**Goal:**
Reproduce each of the following records word for word, keeping their original order.

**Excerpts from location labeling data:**
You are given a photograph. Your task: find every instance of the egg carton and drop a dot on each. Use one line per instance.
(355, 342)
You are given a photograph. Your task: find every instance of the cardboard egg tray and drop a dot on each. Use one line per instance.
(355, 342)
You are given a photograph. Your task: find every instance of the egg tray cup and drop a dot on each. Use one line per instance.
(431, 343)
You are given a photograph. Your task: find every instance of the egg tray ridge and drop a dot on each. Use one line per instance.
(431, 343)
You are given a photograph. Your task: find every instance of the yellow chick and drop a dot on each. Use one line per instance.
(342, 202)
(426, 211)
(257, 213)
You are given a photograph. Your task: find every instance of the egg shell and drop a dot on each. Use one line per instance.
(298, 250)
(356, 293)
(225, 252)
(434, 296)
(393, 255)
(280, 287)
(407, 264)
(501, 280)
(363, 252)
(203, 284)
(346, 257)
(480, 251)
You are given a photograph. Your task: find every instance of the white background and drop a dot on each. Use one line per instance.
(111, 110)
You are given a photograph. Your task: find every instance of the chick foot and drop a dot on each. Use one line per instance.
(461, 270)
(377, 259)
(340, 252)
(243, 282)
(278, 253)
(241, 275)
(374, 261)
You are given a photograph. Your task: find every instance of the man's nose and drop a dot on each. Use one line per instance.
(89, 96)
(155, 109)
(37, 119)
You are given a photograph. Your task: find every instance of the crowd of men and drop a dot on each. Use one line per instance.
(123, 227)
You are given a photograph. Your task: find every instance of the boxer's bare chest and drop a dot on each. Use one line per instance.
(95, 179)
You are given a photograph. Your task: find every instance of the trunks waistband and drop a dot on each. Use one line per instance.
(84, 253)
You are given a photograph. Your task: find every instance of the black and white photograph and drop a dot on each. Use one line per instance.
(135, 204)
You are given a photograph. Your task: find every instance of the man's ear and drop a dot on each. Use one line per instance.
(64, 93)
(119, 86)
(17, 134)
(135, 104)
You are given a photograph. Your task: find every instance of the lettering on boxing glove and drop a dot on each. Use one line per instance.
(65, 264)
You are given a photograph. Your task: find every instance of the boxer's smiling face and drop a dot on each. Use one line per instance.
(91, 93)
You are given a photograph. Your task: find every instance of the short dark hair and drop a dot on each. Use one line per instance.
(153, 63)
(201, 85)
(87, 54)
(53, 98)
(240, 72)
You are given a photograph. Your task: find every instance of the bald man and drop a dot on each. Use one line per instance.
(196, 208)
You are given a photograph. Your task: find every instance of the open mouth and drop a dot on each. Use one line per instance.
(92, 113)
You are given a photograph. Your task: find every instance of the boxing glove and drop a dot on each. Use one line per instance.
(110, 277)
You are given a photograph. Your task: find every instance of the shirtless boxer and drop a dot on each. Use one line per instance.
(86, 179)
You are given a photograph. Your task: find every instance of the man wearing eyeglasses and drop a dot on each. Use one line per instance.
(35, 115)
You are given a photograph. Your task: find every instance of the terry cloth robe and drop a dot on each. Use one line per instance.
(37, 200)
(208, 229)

**Exercise response:**
You are given a photograph. Your task: find every instance of the egg carton and drop a dot on each. Use one line per instance.
(355, 342)
You are given a photograph. Your task: find every instance of the cardboard egg tray and drop a dot on each. Use one line per instance.
(355, 342)
You are given a photograph. Your task: find every instance of the egg tray cup and drop a dot on each. Use one line per instance.
(431, 343)
You are given a photograph. Your task: find every instance of the egg tray ridge and drop a dot on each. Use one line per instance.
(431, 343)
You are given a photograph. Your task: find every instance of the yellow chick and drop a dot on each. Use one line per instance.
(342, 202)
(426, 211)
(257, 213)
You are given a photograph. Your task: find every instance of the egg shell and drop a dot on each. Use one line per instance.
(298, 250)
(356, 293)
(225, 252)
(434, 296)
(393, 255)
(280, 287)
(407, 264)
(501, 280)
(363, 252)
(203, 284)
(346, 257)
(480, 251)
You are given a photograph. Your task: find every instance of the white background and drop a dot on each. Use one line per instance.
(111, 110)
You are given a photograph. Your task: find every instance of the chick foot and drop a dot on each. Use one line per instance.
(461, 270)
(377, 259)
(340, 252)
(243, 282)
(278, 253)
(241, 275)
(374, 261)
You are given a photograph. Your task: find every instance of the man's nose and drop a dot on each. Use one line per instance.
(89, 96)
(155, 109)
(37, 119)
You are given a photograph. Your task: find every instance of the crowd of men and drop a dot on each. Use one line per instance.
(123, 227)
You are given a photograph. Your task: find every instance of the boxer's bare chest and drop a dot on each. Use one line per instance.
(95, 179)
You are given a photograph. Your task: find every instance of the trunks waistband and drop a dot on each. Use one line per instance.
(84, 253)
You are given a photograph. Your task: find every instance of the black and white photograph and drop a dot on each. Use one line per instance.
(135, 204)
You are given a photograph. Your task: find every instance of the man's ear and drop a dot on each. Use one line per instance.
(64, 93)
(119, 86)
(17, 134)
(135, 104)
You are given a photograph. Your task: find every instance of the lettering on boxing glove and drop a dot on each. Use one line per instance.
(65, 264)
You are given a photograph. Your task: find every instance of the boxer's smiling face and drop a dot on each. Use one line per instance.
(91, 93)
You are given a photograph. Your task: find every instance of the short dark hair and drop a dot on each. Use one line per instance.
(153, 63)
(201, 85)
(87, 54)
(53, 98)
(240, 72)
You are given a photograph. Your task: find every instance of the bald man and drop a dot on each. Use one line per instance.
(196, 208)
You are given a photograph. Your task: find every instance of the open mouth and drop a dot on each. Use one line per instance.
(92, 113)
You are given a photograph. Your task: find every instance of the boxing glove and drop a dot on each. Use one line per instance.
(110, 277)
You are given a photograph. Your task: find every instance of the shirtless boxer and drop a dot on each. Use one line per instance.
(86, 179)
You are given a photograph. Your task: find every instance of the man wearing eyeglasses and drop a dot on each. Use one line per instance.
(35, 115)
You are given a photograph. Your task: find every instance of the terry cloth robe and drop a dot on each. Use one line per instance.
(37, 200)
(208, 229)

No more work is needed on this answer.